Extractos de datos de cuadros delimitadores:
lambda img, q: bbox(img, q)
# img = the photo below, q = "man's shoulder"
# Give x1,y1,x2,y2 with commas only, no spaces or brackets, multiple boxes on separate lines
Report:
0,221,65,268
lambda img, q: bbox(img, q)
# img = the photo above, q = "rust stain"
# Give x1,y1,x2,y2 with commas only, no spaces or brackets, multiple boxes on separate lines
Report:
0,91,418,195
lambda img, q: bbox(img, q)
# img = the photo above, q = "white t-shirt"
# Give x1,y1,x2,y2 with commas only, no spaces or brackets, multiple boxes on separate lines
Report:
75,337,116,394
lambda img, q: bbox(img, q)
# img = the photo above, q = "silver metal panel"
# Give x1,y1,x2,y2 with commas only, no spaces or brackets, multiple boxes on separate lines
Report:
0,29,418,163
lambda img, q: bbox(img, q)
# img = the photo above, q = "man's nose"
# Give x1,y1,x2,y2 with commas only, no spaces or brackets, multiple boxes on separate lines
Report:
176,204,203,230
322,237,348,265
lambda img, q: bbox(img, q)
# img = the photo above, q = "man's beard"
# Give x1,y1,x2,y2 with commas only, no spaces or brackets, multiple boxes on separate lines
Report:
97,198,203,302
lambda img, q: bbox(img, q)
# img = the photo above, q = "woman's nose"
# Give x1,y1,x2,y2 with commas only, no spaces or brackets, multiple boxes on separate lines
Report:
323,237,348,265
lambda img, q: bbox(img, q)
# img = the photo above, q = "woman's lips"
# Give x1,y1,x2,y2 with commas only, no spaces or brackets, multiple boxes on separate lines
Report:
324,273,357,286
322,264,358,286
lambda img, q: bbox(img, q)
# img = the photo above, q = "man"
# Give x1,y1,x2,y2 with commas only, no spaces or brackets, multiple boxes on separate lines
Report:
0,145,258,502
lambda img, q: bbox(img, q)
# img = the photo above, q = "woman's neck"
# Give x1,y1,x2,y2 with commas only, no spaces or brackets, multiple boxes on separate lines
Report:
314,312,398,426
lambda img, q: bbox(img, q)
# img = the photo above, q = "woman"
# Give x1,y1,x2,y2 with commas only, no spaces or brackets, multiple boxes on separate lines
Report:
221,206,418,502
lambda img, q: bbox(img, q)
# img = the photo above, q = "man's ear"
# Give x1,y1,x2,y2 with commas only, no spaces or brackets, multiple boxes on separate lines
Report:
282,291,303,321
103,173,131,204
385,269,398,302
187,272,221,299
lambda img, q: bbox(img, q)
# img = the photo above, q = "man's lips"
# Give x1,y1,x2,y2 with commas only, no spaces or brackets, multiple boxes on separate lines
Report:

> Qué se pide
Vuelve a escribir todo lo que va desde el comienzo de los registros hasta la línea que contiene "0,221,65,268", ambos extremos incluidos y con las solicitudes. Desplaza las coordenadas de las respuestas sumando 75 a cada una.

> Solución de la tarea
lambda img, q: bbox(img, q)
# img = the photo below, q = "man's shoulder"
# Give x1,y1,x2,y2 with commas only, no spaces or brackets, multiple boxes on separate lines
Report:
75,296,140,343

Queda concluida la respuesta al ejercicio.